* [Aim] Copy every entry below line for line, changing nothing.

====== Material for this task ======

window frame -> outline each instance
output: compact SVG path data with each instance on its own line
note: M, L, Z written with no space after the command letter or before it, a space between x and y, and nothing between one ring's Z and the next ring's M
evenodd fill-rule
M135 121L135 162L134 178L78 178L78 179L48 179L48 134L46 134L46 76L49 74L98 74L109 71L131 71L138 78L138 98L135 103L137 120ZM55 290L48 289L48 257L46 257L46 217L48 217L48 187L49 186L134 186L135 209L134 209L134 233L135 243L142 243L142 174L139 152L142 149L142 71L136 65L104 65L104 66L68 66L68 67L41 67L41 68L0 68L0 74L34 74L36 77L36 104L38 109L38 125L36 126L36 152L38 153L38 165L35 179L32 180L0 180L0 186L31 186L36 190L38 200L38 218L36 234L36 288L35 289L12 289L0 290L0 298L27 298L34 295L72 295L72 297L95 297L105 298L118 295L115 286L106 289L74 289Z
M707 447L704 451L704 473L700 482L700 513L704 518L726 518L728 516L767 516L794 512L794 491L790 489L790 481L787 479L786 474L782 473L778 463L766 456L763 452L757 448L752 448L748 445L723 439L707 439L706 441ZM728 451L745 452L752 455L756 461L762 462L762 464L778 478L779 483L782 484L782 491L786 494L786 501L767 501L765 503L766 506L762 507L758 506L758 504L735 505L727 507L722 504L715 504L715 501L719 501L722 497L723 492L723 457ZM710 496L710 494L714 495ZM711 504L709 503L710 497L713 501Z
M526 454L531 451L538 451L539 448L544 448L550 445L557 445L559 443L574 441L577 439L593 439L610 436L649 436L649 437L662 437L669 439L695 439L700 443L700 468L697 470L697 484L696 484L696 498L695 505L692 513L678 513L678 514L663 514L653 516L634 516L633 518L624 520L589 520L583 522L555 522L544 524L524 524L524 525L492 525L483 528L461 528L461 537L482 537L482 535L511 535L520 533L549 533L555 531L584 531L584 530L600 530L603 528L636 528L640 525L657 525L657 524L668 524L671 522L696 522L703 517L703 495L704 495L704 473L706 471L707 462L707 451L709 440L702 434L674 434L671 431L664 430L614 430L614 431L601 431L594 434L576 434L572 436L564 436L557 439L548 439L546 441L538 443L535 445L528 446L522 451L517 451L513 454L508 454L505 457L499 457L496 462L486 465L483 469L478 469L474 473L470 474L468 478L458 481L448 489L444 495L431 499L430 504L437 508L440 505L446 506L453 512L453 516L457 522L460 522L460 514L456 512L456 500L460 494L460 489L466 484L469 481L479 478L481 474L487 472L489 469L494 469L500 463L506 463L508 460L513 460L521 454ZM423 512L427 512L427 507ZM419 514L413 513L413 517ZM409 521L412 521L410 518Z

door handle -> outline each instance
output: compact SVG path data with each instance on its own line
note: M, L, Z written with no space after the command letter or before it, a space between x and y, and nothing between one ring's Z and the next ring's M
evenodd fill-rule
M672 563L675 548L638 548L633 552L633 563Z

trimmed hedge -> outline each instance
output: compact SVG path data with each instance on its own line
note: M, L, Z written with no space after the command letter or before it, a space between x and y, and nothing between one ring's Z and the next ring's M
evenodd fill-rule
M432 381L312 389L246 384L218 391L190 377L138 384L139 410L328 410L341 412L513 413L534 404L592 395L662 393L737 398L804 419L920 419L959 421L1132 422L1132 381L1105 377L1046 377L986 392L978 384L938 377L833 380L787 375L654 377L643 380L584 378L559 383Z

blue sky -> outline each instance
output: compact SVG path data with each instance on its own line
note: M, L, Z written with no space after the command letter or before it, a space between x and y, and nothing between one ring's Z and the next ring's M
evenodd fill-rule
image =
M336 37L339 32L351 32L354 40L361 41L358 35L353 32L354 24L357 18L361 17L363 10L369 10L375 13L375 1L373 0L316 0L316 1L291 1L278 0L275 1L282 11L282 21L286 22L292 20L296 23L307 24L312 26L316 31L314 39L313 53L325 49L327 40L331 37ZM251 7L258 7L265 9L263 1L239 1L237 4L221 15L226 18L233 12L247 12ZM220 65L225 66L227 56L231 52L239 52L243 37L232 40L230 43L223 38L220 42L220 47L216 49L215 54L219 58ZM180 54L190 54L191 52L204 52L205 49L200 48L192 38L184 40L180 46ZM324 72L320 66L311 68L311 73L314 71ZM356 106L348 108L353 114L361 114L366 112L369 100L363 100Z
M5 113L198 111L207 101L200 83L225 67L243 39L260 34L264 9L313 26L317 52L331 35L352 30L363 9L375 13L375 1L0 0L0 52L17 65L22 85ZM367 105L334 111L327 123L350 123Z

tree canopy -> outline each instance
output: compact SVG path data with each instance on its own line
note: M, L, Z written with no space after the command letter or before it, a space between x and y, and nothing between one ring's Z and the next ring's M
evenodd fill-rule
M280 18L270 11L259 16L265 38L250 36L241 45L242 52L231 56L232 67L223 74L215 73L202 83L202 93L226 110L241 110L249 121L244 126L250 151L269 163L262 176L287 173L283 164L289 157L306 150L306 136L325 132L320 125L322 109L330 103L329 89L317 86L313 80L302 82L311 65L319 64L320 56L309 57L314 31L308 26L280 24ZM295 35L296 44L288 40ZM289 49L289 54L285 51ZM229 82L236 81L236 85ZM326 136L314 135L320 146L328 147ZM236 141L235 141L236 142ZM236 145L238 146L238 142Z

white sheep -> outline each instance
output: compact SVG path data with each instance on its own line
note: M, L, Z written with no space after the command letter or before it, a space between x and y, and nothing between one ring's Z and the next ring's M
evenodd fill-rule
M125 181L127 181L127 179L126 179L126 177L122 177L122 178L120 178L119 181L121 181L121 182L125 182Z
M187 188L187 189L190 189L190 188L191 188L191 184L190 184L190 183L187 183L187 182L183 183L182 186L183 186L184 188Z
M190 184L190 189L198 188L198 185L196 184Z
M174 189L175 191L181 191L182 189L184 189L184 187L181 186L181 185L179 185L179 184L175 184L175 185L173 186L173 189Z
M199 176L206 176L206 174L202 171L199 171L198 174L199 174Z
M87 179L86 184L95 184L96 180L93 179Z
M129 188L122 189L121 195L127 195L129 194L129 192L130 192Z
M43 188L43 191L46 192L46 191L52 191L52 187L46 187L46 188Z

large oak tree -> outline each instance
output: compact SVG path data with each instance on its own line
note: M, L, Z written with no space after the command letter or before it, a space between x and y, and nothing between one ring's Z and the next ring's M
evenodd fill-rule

======

* [Worked answer]
window frame -> outline each instance
output: compact SVG path data with each instance on its own line
note: M, L, Z written with no space after the command letter or before it, a space between x and y, and nothing between one ring's Z and the next ring's M
evenodd fill-rule
M135 121L135 162L134 178L78 178L78 179L48 179L48 134L46 134L46 76L49 74L98 74L109 71L131 71L138 78L138 98L135 103L137 120ZM55 290L48 289L48 257L46 257L46 217L48 217L48 187L49 186L134 186L135 209L134 209L134 233L135 243L142 243L142 174L139 152L142 149L142 71L136 65L104 65L104 66L68 66L68 67L41 67L41 68L0 68L0 74L34 74L36 77L36 104L38 109L38 125L36 126L36 152L38 153L38 165L35 179L32 180L0 180L0 186L31 186L36 190L38 200L38 218L36 234L36 288L35 289L12 289L0 290L0 298L27 298L34 295L72 295L72 297L95 297L105 298L118 295L115 286L106 289L74 289Z
M707 447L704 451L704 473L700 482L700 513L704 518L726 518L728 516L767 516L794 512L794 491L790 489L790 481L787 479L786 474L782 473L778 463L766 456L763 452L757 448L752 448L748 445L723 439L707 439L706 441ZM728 451L745 452L752 455L756 461L762 462L762 464L778 478L779 483L782 484L782 491L786 494L786 501L767 501L765 503L766 506L762 507L758 506L758 504L735 505L727 507L722 504L715 504L715 501L719 501L722 497L723 492L723 457ZM710 496L710 494L714 495ZM711 504L709 503L710 497L713 501Z
M526 454L531 451L538 451L539 448L544 448L550 445L557 445L559 443L574 441L577 439L593 439L610 436L649 436L649 437L662 437L669 439L695 439L700 443L700 468L697 470L697 484L696 484L696 498L695 505L692 513L678 513L678 514L663 514L653 516L634 516L633 518L624 520L589 520L583 522L555 522L544 524L524 524L524 525L492 525L483 528L461 528L461 537L482 537L482 535L511 535L520 533L549 533L555 531L584 531L584 530L600 530L603 528L636 528L640 525L657 525L657 524L668 524L671 522L696 522L703 517L703 495L704 495L704 473L706 471L707 462L707 451L709 440L702 434L674 434L671 431L664 430L614 430L614 431L601 431L594 434L576 434L572 436L564 436L557 439L548 439L546 441L538 443L535 445L528 446L522 451L517 451L513 454L508 454L505 457L499 457L496 462L486 465L483 469L478 469L474 473L470 474L468 478L458 481L448 489L444 495L431 499L430 504L437 508L440 505L446 506L453 512L453 516L457 522L460 522L460 514L456 512L456 500L460 494L460 489L466 484L469 481L479 478L481 474L487 472L489 469L494 469L500 463L506 463L508 460L513 460L521 454ZM423 512L427 512L427 507ZM419 514L413 513L413 517ZM409 521L412 521L410 518Z

door handle -> outline each instance
output: compact SVG path data with each instance on its own line
note: M, L, Z written with no space after the command letter or before it, a space between x and y, and nothing between one ring's Z and the next ring's M
evenodd fill-rule
M672 563L675 548L638 548L633 552L633 563Z

trimmed hedge -> outline each instance
output: compact SVG path data with each instance on its own line
note: M, L, Z written with no space after the command letter or before it, a space between x and y, and nothing between one ring's Z and the next ring's M
evenodd fill-rule
M432 381L312 389L246 384L218 391L190 377L138 384L139 410L328 410L341 412L513 413L534 404L592 395L662 393L737 398L804 419L920 419L959 421L1132 422L1132 381L1105 377L1046 377L986 392L978 384L938 377L833 380L787 375L654 377L643 380L584 378L559 383Z

blue sky -> outline each instance
output: compact SVG path data with each instance on its own line
note: M, L, Z written with no space after the command letter or before it, a space between x and y, and nothing between one ring's Z and the next ring's M
evenodd fill-rule
image =
M336 37L339 32L351 32L354 40L361 41L358 35L353 32L354 24L357 18L361 17L363 10L369 10L375 13L375 1L373 0L316 0L316 1L291 1L278 0L275 1L282 11L282 21L286 22L292 20L296 23L307 24L312 26L316 31L314 39L313 53L325 49L327 40L331 37ZM251 7L258 7L265 9L263 1L239 1L237 4L221 15L226 18L233 12L247 12ZM220 65L225 66L227 56L231 52L239 52L243 37L232 40L230 43L223 38L220 42L220 47L216 49L215 54L219 58ZM180 54L190 54L191 52L204 52L205 49L200 48L192 38L184 40L180 46ZM324 72L320 66L311 68L311 73L314 71ZM356 106L348 108L353 114L361 114L366 112L369 100L363 100Z
M5 113L198 111L207 101L200 83L225 67L243 39L260 34L264 9L313 26L317 52L331 35L352 30L363 9L375 13L375 1L0 0L0 52L17 65L22 85ZM367 105L334 111L327 123L350 123Z

tree canopy -> outline each instance
output: compact SVG path data with each instance on its own line
note: M, L, Z written with no space after the command letter or before it, a space between x and y, and nothing between one ring's Z and the next ring's M
evenodd fill-rule
M280 18L270 11L259 16L265 38L250 36L241 45L242 52L231 56L232 67L223 74L215 73L202 83L202 93L226 110L241 110L249 121L244 126L250 151L269 163L262 176L287 173L283 164L289 157L306 150L306 136L325 132L320 125L322 109L330 103L329 89L317 86L313 80L302 82L311 65L319 64L320 56L309 57L314 31L308 26L280 24ZM295 35L296 44L288 40ZM289 49L289 54L285 51ZM229 82L236 81L236 85ZM326 136L314 135L320 146L328 147ZM236 141L235 141L236 142ZM236 145L238 146L238 142Z

white sheep -> outline each instance
output: compact SVG path data with each instance on its own line
note: M, L, Z written with no space after the command letter or before it, a space between x and y, and nothing between one ring's Z and the next ring's M
evenodd fill-rule
M125 181L127 181L127 179L126 179L126 177L122 177L122 178L120 178L119 181L121 181L121 182L125 182Z
M187 188L187 189L190 189L190 188L191 188L191 184L190 184L190 183L187 183L187 182L183 183L182 186L183 186L184 188Z
M190 184L190 189L198 188L198 185L196 184Z
M174 189L175 191L181 191L182 189L184 189L184 187L181 186L181 185L179 185L179 184L175 184L175 185L173 186L173 189Z
M199 176L206 176L206 174L202 171L199 171L198 174L199 174Z
M87 179L86 184L95 184L96 180L93 179Z
M129 188L122 189L121 195L127 195L129 194L129 192L130 192Z
M43 188L43 191L46 192L46 191L52 191L52 187L46 187L46 188Z

large oak tree -> outline each instance
output: compact SVG path data with each instance on its own line
note: M, L, Z written with no space after the command letter or before it, a space between x and y, and nothing between one ring's Z and the next ring's M
evenodd fill-rule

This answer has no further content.